[Records]
---

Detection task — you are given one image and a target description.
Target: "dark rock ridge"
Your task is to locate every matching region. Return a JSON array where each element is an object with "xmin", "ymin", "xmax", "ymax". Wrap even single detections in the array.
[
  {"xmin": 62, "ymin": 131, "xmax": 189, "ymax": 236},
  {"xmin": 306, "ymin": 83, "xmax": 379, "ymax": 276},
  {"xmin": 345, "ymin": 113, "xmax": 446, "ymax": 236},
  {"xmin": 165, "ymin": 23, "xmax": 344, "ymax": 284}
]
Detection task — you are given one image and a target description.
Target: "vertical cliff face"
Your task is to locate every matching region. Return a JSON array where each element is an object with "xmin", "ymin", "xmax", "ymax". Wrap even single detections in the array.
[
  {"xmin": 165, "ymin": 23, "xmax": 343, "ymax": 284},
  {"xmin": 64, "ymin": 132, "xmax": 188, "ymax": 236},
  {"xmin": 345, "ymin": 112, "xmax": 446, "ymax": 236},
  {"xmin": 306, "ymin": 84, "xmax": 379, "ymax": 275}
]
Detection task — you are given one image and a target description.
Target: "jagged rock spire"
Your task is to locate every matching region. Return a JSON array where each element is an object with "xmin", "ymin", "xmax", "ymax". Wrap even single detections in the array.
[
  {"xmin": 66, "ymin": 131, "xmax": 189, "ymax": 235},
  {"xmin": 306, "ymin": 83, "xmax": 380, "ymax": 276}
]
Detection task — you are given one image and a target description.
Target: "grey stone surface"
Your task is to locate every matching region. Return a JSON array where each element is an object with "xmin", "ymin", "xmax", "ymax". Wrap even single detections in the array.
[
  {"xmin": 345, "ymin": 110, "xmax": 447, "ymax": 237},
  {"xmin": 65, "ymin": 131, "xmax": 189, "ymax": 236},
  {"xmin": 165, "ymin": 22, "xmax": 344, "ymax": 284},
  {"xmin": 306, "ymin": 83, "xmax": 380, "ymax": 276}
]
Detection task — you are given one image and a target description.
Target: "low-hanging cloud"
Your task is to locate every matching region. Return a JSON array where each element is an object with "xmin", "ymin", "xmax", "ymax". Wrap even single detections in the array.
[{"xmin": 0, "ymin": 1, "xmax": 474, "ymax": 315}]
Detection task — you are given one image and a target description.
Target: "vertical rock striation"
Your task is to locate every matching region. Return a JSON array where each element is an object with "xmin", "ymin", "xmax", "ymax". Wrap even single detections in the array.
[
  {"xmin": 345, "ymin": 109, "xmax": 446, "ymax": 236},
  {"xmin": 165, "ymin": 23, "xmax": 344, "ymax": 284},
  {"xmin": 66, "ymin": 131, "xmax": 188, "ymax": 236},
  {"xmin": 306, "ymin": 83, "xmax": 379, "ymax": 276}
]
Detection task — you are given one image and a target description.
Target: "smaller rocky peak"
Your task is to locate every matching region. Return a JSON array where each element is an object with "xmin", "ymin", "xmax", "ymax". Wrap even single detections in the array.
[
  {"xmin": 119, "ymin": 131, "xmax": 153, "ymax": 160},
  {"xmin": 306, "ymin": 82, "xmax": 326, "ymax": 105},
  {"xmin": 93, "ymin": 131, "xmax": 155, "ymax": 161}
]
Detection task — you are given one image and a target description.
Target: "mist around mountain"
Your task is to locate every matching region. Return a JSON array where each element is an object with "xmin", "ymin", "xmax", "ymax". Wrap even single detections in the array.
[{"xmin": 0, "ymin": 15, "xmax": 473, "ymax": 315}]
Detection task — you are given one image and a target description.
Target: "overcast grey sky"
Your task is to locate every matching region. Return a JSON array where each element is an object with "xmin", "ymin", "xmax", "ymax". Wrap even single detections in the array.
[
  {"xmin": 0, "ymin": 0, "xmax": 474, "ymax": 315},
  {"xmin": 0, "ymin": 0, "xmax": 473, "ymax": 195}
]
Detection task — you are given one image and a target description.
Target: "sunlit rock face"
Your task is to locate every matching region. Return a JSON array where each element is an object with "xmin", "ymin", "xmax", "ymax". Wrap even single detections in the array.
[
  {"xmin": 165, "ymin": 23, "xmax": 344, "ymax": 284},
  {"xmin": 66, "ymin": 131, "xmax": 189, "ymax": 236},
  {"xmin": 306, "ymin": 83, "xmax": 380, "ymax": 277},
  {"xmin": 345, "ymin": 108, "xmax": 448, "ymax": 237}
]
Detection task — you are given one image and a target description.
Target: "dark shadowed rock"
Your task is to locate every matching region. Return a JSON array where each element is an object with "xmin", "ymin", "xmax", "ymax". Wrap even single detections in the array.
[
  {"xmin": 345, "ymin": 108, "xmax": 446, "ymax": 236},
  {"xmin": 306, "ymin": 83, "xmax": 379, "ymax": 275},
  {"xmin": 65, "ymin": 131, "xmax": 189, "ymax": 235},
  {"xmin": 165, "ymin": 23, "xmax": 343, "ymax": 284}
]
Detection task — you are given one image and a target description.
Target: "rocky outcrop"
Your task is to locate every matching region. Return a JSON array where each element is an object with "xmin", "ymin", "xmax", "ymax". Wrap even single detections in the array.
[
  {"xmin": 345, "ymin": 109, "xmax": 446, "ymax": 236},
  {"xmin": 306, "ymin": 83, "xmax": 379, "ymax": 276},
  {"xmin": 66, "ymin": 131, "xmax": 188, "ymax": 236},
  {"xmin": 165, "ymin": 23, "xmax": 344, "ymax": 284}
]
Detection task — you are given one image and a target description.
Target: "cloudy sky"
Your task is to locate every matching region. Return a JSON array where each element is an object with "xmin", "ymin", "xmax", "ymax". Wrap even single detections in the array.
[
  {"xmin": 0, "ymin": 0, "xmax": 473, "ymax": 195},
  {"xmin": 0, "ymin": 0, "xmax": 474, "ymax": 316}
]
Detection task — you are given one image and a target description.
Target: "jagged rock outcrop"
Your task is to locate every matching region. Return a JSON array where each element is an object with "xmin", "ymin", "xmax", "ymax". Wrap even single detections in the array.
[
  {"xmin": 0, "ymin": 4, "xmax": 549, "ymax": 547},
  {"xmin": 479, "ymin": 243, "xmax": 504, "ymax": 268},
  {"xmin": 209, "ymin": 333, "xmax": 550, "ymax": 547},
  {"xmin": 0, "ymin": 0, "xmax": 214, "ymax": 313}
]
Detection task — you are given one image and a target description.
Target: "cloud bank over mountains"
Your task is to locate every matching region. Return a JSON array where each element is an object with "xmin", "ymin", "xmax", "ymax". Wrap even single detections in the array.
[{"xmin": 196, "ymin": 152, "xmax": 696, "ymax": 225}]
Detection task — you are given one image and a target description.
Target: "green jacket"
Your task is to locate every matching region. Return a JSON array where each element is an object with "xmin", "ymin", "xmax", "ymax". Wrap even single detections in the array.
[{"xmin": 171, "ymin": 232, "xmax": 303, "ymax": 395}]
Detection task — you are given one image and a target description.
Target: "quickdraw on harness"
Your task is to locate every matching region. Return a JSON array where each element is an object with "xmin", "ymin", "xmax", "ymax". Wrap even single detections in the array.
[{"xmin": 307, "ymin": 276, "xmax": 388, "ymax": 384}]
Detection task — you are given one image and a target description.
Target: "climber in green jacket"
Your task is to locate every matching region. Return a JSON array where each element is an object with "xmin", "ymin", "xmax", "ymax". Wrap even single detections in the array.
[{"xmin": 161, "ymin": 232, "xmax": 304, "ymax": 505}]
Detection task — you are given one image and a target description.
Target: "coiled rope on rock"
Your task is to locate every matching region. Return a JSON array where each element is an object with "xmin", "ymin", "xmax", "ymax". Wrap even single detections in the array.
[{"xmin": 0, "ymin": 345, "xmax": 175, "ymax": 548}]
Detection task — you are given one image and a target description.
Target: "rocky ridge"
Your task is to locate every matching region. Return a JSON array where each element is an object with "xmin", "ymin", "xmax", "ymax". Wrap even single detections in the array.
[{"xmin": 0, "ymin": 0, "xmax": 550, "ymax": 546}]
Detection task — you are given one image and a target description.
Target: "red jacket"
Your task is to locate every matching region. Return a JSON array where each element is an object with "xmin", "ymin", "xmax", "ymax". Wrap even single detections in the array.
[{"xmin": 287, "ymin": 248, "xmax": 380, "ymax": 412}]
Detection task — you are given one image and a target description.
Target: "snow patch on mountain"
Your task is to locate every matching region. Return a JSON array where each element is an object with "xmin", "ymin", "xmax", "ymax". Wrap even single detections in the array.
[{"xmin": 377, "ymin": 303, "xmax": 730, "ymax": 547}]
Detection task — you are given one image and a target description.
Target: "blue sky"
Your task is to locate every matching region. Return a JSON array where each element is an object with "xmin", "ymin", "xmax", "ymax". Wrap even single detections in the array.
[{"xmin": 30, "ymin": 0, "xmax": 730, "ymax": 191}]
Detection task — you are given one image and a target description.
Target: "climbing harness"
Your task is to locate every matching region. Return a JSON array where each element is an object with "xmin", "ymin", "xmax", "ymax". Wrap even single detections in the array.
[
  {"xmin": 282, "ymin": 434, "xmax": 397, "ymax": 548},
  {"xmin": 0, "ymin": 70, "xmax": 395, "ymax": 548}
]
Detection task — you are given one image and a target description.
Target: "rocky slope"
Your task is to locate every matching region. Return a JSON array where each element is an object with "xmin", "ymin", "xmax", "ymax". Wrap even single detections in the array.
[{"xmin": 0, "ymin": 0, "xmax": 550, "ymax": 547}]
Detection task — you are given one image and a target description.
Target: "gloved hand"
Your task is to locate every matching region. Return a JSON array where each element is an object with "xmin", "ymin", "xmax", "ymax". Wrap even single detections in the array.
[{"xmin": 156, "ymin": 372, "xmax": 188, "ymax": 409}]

---

» **To be done**: Count the lines in the rows above that contain the word "rocky". Reply with the number alone.

» **Task solution**: 4